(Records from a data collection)
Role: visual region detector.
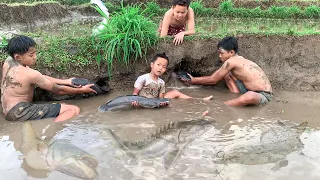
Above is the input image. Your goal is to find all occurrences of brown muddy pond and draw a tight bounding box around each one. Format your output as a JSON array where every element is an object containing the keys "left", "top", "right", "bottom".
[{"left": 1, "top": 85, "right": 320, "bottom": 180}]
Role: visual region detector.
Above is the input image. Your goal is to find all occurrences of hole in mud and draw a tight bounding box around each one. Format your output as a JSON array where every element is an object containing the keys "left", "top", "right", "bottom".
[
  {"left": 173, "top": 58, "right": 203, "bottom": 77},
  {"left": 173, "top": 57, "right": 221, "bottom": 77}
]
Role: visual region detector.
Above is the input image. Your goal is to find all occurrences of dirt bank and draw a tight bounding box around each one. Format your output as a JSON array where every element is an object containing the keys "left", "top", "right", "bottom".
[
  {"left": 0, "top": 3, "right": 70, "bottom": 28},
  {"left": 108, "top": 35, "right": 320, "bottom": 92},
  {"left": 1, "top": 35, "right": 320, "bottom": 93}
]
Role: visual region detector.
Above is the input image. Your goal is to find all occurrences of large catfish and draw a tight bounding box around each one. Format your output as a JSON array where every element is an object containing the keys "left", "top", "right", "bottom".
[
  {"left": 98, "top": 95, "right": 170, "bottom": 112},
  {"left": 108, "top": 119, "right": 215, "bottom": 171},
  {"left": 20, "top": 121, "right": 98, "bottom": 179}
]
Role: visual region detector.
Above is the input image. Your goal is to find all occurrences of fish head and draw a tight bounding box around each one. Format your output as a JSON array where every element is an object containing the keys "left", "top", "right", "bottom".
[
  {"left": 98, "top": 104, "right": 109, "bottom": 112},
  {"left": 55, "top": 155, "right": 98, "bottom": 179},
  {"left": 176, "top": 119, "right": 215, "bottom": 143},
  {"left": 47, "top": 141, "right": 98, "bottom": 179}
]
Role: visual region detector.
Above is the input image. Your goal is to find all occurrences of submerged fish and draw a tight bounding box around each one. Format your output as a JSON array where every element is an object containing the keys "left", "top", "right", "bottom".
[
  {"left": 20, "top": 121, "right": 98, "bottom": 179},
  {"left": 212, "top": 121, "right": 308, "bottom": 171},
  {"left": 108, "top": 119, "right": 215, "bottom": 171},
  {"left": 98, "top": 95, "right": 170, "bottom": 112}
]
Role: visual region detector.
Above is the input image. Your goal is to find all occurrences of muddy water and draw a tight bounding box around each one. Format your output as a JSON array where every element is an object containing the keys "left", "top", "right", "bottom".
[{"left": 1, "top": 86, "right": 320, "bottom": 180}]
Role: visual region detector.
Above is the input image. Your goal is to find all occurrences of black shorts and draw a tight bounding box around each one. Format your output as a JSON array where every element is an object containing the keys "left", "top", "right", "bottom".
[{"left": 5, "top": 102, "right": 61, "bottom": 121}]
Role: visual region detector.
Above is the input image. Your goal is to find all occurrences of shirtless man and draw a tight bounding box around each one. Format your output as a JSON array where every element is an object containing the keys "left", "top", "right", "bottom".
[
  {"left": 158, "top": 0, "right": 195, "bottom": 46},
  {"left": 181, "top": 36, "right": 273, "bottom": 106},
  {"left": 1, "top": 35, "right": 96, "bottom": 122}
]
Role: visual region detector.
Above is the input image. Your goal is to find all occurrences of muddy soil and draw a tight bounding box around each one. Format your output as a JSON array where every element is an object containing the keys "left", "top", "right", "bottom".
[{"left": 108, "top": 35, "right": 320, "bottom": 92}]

--

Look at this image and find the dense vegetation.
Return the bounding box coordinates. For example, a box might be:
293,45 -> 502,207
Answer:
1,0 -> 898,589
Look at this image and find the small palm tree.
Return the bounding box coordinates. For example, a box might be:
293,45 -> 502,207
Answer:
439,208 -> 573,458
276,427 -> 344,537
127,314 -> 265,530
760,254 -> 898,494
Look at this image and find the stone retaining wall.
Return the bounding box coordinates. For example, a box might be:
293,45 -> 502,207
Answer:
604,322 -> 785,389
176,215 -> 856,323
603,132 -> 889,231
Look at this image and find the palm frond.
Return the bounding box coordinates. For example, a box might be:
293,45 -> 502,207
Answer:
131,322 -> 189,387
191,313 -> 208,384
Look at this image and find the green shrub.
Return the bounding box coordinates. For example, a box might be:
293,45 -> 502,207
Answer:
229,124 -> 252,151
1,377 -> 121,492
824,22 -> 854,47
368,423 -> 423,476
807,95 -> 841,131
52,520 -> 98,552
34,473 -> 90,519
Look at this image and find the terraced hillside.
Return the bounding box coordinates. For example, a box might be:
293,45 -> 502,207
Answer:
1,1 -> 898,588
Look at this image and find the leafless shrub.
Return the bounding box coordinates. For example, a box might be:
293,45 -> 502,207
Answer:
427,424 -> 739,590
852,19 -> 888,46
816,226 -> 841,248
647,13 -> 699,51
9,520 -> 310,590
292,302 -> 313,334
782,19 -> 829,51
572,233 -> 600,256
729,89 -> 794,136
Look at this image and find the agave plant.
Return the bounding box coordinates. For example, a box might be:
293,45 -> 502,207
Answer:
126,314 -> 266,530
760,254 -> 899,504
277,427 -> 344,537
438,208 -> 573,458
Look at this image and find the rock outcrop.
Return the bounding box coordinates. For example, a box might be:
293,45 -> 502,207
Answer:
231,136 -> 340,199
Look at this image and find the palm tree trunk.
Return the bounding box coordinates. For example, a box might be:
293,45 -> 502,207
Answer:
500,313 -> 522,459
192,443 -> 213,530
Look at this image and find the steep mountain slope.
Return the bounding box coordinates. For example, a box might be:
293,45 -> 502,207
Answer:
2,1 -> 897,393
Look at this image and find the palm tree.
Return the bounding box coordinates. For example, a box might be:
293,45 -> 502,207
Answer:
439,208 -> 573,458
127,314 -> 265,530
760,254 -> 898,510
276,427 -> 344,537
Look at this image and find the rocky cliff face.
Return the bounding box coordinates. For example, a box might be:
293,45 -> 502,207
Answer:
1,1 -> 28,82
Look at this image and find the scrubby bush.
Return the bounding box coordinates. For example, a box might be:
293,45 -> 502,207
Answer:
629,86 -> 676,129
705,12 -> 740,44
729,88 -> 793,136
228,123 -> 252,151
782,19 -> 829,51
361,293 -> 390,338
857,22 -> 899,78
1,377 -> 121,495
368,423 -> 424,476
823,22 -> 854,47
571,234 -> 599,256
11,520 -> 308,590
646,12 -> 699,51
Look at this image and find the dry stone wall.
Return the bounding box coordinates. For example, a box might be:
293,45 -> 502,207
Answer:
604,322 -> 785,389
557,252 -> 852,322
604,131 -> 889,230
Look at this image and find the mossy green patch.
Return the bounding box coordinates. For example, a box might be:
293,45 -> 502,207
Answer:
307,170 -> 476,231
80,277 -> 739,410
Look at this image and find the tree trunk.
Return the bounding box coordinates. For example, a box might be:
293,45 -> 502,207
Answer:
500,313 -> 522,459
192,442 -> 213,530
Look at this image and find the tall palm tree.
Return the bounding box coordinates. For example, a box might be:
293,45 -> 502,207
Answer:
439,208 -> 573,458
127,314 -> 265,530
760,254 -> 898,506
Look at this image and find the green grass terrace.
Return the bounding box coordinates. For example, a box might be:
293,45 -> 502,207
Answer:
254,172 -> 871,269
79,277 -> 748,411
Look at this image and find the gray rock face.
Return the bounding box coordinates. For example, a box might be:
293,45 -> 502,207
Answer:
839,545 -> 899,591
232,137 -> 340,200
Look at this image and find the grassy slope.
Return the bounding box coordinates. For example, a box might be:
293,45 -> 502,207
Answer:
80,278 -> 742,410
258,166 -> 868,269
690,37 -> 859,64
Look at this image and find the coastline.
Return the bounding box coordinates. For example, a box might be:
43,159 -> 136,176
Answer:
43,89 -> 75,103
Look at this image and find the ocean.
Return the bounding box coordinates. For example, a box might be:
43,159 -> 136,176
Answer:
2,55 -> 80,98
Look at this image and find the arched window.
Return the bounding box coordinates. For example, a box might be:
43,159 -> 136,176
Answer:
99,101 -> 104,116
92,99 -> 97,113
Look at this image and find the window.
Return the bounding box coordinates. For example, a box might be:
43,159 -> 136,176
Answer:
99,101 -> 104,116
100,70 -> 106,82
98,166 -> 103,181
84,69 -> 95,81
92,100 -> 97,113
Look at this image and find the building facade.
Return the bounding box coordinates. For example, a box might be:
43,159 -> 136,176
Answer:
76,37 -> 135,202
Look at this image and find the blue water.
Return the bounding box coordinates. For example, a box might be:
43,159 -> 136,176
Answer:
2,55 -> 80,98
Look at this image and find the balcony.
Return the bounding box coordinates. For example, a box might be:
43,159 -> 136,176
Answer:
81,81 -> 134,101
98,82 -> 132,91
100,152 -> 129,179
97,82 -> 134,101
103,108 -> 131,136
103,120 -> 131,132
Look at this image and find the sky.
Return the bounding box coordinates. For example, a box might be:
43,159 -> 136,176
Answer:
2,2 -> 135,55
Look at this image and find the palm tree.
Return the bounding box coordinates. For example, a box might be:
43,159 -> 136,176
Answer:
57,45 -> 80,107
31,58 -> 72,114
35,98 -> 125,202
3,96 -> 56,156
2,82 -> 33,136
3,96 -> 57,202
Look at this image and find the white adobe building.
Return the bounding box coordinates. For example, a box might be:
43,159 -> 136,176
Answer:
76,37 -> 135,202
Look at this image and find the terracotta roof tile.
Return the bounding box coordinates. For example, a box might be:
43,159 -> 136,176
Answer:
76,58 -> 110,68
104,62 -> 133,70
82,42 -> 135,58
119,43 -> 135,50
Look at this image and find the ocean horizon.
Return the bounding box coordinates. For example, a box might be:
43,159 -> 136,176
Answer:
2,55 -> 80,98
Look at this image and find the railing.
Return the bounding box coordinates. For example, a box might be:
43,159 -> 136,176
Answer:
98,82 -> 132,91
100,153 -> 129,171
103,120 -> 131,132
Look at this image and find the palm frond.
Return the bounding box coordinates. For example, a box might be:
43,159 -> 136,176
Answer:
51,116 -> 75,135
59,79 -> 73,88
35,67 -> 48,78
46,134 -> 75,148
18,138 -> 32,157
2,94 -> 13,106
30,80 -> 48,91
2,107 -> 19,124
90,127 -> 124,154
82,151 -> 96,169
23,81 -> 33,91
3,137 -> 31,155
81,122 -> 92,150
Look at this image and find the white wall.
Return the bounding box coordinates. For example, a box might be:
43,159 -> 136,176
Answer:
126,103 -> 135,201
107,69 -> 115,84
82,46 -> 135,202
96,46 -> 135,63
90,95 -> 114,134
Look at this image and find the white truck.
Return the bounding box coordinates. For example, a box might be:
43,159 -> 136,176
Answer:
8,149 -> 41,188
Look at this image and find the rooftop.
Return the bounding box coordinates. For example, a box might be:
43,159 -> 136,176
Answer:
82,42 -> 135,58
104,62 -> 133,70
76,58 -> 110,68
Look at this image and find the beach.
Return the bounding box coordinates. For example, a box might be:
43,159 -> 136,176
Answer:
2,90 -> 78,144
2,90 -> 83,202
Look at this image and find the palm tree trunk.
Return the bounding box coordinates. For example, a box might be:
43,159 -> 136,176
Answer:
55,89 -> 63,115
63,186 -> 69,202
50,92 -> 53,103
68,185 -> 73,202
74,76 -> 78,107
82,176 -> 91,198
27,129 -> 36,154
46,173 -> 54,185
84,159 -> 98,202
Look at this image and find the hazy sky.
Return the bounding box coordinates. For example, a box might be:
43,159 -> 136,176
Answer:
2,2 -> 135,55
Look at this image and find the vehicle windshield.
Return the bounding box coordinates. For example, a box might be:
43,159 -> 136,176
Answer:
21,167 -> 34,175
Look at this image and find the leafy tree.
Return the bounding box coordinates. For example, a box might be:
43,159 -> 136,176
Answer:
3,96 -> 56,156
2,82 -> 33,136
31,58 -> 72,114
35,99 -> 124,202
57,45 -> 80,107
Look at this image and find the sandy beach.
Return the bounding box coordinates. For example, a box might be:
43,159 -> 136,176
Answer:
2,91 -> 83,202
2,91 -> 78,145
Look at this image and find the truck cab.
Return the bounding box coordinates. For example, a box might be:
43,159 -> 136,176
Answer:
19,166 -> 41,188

==

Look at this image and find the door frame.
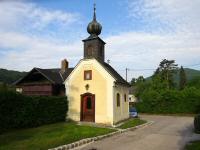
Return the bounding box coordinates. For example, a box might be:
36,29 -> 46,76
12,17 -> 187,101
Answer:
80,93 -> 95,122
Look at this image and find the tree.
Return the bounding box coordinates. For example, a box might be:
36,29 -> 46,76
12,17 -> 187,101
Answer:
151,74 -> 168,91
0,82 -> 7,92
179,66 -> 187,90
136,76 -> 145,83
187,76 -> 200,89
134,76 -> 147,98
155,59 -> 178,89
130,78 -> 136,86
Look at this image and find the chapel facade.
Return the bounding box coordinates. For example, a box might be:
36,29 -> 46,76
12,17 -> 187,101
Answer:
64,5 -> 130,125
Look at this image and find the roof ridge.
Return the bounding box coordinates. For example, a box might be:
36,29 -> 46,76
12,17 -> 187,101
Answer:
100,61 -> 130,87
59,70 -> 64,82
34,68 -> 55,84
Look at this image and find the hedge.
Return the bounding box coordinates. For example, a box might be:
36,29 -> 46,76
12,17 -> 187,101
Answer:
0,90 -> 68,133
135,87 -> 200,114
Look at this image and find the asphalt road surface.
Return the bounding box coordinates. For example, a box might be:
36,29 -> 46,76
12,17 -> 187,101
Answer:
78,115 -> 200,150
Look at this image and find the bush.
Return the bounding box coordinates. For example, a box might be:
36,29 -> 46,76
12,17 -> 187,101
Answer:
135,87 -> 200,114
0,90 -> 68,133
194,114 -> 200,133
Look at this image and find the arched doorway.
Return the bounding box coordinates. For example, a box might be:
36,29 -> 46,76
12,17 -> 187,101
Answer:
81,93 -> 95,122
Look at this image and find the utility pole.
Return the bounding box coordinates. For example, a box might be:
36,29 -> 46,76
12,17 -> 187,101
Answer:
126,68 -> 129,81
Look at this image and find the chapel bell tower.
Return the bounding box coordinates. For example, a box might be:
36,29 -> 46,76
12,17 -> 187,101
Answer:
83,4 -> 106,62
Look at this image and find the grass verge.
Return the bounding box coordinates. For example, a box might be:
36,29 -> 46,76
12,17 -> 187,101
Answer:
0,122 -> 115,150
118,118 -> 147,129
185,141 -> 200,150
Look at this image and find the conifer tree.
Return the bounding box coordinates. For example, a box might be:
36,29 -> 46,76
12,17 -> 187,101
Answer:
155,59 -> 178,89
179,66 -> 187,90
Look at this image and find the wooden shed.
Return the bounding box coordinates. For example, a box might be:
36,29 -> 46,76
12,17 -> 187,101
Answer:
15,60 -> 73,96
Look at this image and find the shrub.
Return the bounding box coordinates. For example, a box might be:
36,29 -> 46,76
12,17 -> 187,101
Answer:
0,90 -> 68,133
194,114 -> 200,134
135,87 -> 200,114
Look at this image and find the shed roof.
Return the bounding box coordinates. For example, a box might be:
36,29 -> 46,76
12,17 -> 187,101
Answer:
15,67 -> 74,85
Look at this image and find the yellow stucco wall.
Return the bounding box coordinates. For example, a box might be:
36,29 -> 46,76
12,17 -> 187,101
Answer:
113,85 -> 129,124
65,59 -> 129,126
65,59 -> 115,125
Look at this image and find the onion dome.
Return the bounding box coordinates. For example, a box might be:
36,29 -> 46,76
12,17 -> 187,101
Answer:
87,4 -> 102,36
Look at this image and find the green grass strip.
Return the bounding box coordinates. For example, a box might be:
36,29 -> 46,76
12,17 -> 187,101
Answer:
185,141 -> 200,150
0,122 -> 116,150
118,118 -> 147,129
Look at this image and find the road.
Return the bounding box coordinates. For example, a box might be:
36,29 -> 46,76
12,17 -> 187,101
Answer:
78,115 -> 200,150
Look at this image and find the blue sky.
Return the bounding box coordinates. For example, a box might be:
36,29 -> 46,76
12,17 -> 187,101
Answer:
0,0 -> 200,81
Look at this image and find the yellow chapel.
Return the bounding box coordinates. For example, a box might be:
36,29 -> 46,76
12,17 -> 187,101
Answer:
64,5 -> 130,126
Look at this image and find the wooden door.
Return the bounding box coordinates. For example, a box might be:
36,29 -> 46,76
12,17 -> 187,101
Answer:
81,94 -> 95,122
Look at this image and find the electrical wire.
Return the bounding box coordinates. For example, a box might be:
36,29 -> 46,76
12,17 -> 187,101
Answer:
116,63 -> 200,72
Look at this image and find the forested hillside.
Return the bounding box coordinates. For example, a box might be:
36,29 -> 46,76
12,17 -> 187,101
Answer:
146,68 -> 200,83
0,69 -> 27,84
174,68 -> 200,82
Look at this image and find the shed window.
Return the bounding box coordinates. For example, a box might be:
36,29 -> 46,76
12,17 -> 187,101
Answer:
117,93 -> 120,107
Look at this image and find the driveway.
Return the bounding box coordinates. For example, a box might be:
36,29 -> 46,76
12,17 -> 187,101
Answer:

◆ **WHAT THE TASK ASKS**: In the entries above, find the line with "Look at this image and find the ocean." and the line with "Look at this image and find the white adobe", then set down exactly those two and every line between them, nothing else.

◆ **EXERCISE RESPONSE**:
Look at this image and find the ocean.
Return the bounding box coordinates. For example, a box might be:
43,159 -> 136,176
Answer:
2,55 -> 80,98
Look at this image and find the arched window.
Return the bounding box coordinates. For example, a box might be:
43,159 -> 136,176
Answer:
99,101 -> 104,116
92,99 -> 97,113
Look at this image and find the window.
Return the bounding box coordinates. For example, a box might be:
43,159 -> 136,176
Answer:
99,101 -> 104,116
100,70 -> 106,82
98,166 -> 103,181
84,69 -> 95,81
92,100 -> 97,113
Look at this image and find the building facade.
Return the bounding box coordinates. For example, a box might be:
43,159 -> 136,176
Answer:
76,37 -> 135,202
Look at this image and find the blue water.
Return the bounding box coordinates. For example, a box might be:
43,159 -> 136,176
Answer:
2,55 -> 80,98
Look at this image and find the balcony.
Return the bounding box coordinates. For example, a box might be:
43,159 -> 136,176
Answer:
81,81 -> 134,101
98,82 -> 132,91
100,152 -> 129,179
97,82 -> 134,101
103,108 -> 131,136
103,120 -> 131,132
Look at this image and find the sky.
Return the bounding box coordinates. For example, a box might be:
43,159 -> 136,176
Answer:
2,2 -> 135,55
Look at this image and find the palm tree.
Return the bounding box coordinates. For example, a box might be:
43,159 -> 136,176
Answer:
57,45 -> 80,107
31,58 -> 72,114
35,98 -> 125,202
3,96 -> 56,156
2,82 -> 33,136
3,96 -> 57,202
Look at this image and find the white adobe building.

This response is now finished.